• **Your instructions**:
Transcribe, starting at the line with "Query: two-story house" and ending at the line with "Query: black aphid", every line of the material below exactly, but leave out the pictures and anything outside that span.
[Opening Entries supplied section]
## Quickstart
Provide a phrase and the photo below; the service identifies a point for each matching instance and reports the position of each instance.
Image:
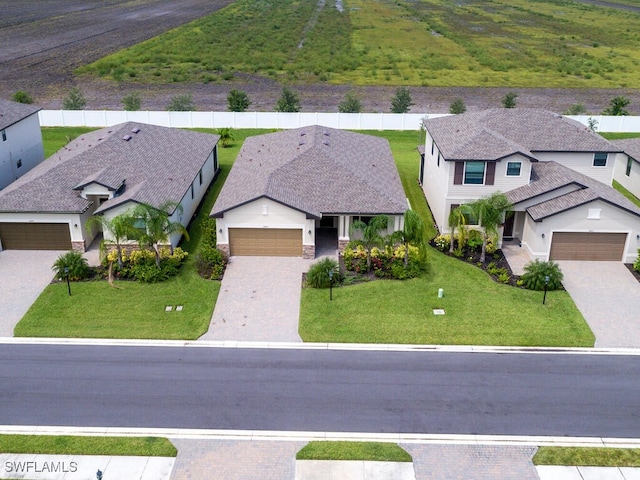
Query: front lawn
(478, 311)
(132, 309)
[Closing Entries supplied section]
[Opening Entries supplied section]
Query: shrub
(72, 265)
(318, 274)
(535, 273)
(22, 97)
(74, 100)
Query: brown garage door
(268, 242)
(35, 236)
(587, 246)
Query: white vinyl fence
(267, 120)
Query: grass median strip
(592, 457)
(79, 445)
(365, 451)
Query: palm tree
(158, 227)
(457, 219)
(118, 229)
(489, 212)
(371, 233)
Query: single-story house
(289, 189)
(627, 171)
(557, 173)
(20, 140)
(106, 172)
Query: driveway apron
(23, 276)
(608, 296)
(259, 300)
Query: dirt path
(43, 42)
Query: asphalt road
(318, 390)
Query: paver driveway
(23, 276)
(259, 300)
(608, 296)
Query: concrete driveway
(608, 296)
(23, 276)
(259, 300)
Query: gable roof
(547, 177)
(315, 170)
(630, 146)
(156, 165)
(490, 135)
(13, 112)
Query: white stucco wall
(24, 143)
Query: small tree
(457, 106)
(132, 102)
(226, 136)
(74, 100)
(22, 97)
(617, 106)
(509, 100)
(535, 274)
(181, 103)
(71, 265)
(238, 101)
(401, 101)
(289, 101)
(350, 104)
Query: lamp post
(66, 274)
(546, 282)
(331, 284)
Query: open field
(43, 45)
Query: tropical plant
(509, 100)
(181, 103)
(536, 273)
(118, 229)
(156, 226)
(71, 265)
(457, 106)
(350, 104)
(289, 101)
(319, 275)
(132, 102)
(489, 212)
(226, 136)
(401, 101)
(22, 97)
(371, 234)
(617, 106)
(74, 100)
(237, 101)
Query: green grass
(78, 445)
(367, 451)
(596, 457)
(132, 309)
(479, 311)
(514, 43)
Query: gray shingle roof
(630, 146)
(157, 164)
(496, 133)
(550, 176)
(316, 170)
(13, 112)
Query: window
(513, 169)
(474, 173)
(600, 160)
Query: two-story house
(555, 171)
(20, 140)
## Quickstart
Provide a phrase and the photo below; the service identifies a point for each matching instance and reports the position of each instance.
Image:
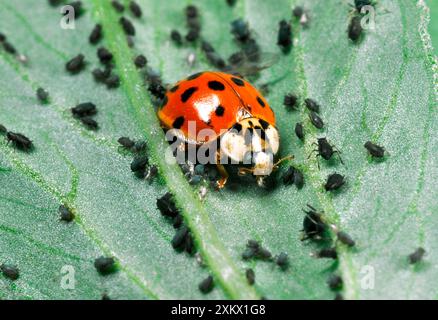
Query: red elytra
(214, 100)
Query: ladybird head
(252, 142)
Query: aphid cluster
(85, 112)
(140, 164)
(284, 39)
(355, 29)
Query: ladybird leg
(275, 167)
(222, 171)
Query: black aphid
[Closing Entries supplied section]
[Opening Entries supplied section]
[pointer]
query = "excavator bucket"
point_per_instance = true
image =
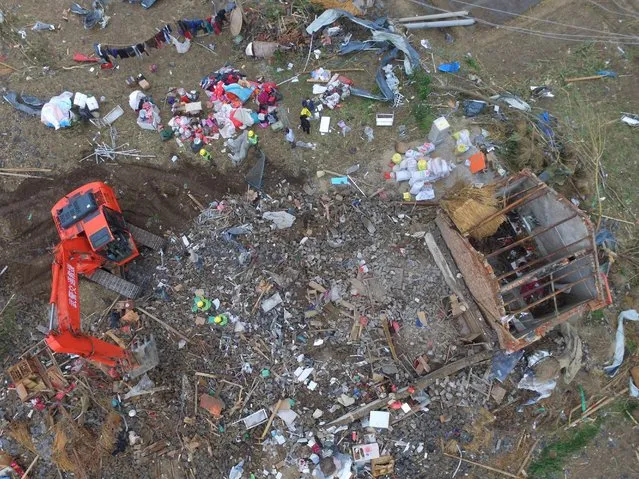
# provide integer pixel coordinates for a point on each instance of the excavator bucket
[Closing Entries supplied section]
• **Result**:
Query: two-story house
(555, 171)
(20, 140)
## Quickstart
Provide a phrase and the photo below; the service identifies a point for each matching instance and reports the position of each instance.
Image:
Query: red elytra
(214, 100)
Query: ladybird head
(252, 142)
Query: aphid cluster
(85, 112)
(140, 164)
(284, 39)
(355, 29)
Query: ladybird leg
(275, 167)
(222, 171)
Query: black aphid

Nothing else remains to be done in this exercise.